Direction —
Translate this sentence from the bike forum thread below into German: "I had a hard choice between the Propel and Defy."

# New 2015 Propel



## kukula

After months and months of waiting, she's finally herer 

Frame Giant Propel Advanced SL Small
Gruppo Shimano DA 9070 Di2
Wheelset Zipp 404 FC clincher
Cockpit Giant Contact SLR one piece stem/handlebar
Saddle Fizik Arione 00
Tires Giant PSLR1 23 cc
Pedals Shimano DA
Bottle cages Arundel Mandible
Weight 15.16 LBS 

Took her out for a 30 mile spin yesterday. Very smooth and comfortable. Only issue is getting used to DA, being a long time Campy user.


----------



## SirBenno

Ow my neck 😉. She's a beauty. I had a hard choice between the Propel and Defy. I have those bottle cages too, they're awesome. 
Let us know how you like the bike after you get a bit more time on it.


----------



## dutchgenius

Congrats, my Propel Advanced SL 2 should be here in Mid-February.


----------



## stejam

The TCR is a nice bike but Comfortable she is not! I guess this is your first ride impressions and your first few rides always feel amazing because of the money you have just spent..... new bike syndrome! 

I had a TCR and then got a Propel and after a few months i changed back and it felt like I had rear suspension on the TCR. The design shape of the ISP on the propel has no flex due to the shape.

I do notice that the TCR is not as fast on the flat tho but its not made for hills.


----------



## MiguePropelSL

stejam said:


> The TCR is a nice bike but Comfortable she is not! I guess this is your first ride impressions and your first few rides always feel amazing because of the money you have just spent..... new bike syndrome!
> 
> I had a TCR and then got a Propel and after a few months i changed back and it felt like I had rear suspension on the TCR. The design shape of the ISP on the propel has no flex due to the shape.

Given material —

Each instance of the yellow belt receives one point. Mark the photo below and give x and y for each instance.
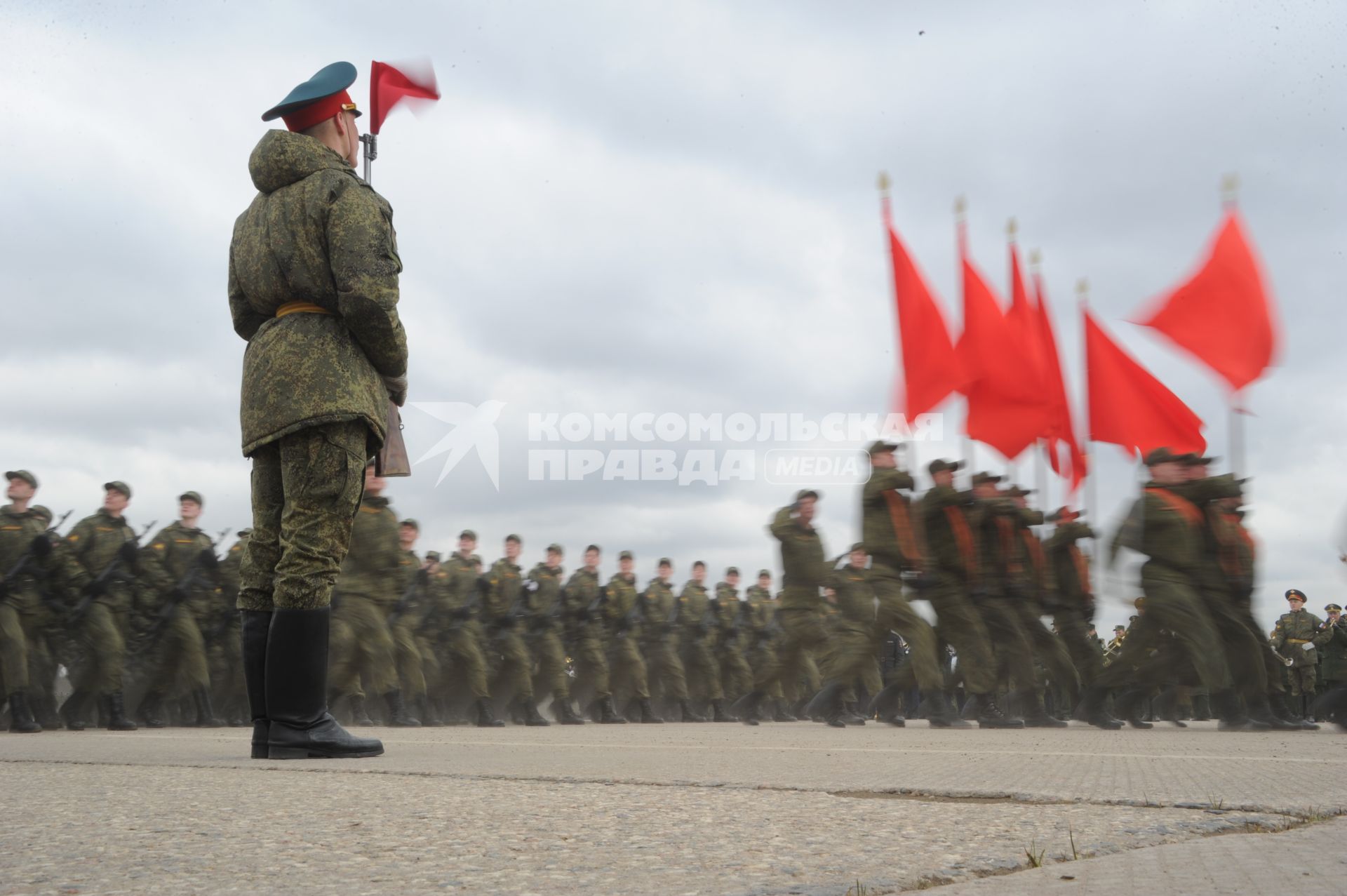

Full output —
Ich hatte eine schwere Wahl zwischen dem Propel und dem Defy.